===== Data
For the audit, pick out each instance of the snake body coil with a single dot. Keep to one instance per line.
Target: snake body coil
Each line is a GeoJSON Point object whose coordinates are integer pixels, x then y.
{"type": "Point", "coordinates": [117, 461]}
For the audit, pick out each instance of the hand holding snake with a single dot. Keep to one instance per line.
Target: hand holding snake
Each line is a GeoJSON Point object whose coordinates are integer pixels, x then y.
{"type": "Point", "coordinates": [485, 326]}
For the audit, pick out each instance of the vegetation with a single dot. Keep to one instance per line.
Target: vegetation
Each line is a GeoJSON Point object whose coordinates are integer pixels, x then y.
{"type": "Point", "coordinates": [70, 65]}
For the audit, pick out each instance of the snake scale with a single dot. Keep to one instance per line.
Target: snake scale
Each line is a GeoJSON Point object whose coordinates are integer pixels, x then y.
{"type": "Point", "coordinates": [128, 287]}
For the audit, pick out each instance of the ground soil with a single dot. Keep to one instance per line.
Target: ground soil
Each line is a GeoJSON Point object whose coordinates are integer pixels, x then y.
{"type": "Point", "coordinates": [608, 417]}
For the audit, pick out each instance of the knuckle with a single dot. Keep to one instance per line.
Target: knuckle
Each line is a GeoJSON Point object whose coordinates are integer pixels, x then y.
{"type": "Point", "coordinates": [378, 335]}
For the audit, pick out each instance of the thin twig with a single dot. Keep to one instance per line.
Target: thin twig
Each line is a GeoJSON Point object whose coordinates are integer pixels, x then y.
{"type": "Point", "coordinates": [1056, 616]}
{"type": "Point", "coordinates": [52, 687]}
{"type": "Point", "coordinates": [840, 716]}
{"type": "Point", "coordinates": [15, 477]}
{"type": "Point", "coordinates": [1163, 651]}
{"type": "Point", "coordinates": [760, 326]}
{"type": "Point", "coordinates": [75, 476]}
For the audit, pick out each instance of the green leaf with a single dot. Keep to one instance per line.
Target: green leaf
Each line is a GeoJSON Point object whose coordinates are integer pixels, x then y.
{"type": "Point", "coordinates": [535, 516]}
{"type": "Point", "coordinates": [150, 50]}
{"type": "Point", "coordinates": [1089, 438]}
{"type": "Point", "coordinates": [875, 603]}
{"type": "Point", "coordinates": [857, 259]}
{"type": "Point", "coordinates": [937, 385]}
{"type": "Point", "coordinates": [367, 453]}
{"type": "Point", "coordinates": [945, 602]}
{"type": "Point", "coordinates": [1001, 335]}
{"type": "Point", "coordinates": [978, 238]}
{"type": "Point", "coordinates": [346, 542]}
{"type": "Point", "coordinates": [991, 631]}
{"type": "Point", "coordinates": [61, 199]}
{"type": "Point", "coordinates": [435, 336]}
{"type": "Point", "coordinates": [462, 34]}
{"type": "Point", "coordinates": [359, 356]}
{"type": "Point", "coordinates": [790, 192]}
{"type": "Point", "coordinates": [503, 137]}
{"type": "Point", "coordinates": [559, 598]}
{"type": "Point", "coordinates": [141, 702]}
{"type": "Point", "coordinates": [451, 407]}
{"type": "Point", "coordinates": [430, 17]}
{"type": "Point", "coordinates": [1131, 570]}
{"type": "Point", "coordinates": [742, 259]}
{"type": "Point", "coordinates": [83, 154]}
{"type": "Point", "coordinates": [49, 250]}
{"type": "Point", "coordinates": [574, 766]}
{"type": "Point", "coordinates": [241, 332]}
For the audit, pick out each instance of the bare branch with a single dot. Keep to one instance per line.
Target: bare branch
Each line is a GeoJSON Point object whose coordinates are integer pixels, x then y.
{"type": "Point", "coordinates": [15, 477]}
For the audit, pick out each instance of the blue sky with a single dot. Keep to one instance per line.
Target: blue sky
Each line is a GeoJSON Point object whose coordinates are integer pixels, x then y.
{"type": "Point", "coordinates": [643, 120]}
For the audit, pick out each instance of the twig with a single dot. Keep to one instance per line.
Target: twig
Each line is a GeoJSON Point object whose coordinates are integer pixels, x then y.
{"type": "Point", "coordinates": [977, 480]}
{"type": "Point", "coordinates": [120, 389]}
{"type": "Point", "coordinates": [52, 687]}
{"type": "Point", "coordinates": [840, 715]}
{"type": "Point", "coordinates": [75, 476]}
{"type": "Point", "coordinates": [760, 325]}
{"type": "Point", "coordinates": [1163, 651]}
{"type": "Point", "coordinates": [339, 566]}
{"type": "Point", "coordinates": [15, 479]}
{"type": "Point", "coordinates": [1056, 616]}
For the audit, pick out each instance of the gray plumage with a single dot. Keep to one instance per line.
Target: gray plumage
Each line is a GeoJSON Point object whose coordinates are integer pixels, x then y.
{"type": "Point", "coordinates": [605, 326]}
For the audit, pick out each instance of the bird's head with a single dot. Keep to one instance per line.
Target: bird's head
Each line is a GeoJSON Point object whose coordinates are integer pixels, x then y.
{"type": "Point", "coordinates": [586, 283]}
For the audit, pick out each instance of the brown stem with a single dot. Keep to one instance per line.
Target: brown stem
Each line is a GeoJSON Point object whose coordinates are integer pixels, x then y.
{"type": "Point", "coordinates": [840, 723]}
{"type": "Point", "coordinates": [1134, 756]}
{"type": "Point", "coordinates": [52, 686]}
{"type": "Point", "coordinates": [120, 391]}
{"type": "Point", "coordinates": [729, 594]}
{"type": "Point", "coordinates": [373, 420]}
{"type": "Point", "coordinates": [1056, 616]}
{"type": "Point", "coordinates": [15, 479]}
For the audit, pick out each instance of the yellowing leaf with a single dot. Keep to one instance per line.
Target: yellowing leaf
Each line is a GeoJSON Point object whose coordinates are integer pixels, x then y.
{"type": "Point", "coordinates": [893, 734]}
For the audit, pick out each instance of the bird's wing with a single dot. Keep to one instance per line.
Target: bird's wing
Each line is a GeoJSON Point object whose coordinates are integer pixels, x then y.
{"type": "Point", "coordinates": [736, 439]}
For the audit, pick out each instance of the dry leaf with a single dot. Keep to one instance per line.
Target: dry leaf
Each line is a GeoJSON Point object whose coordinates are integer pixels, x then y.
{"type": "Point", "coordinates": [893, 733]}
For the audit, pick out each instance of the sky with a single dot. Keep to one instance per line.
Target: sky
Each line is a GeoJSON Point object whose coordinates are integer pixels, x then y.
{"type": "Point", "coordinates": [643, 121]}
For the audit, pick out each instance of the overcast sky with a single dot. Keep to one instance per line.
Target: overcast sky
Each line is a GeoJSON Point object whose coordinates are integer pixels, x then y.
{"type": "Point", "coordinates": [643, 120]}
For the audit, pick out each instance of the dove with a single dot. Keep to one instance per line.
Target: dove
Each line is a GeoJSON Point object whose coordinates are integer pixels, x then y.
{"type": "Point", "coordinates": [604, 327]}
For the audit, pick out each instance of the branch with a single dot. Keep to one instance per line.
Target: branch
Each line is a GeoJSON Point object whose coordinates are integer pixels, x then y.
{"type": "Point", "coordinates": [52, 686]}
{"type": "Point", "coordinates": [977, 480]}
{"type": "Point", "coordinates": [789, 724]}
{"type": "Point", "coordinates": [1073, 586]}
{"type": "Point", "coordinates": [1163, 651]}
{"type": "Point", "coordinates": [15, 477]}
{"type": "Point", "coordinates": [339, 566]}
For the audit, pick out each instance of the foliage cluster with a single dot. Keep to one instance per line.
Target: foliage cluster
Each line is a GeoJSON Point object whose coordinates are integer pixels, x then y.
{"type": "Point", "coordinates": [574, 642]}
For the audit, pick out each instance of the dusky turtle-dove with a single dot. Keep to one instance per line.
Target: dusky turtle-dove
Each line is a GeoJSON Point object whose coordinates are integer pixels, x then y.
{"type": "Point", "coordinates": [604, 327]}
==========
Return the lines exactly as they stand, please. Start at the top of the material and finish with the line where "For the audit, pick out each instance of the vegetation" appears.

**Task solution**
For the audit, pick out each instance of the snake body coil with a single dot. Keep to one instance per line.
Target: snake body coil
Each line is a GeoJSON Point object whose coordinates are integer pixels, x then y.
{"type": "Point", "coordinates": [117, 461]}
For the audit, pick out each instance of the hand holding snake with a single dot. Keep to one instance per line.
Target: hand holding snake
Each line is a GeoJSON Point object whose coordinates are integer pixels, x then y.
{"type": "Point", "coordinates": [485, 326]}
For the audit, pick out each instance of the vegetation with a single dot. Keep to one instance per line.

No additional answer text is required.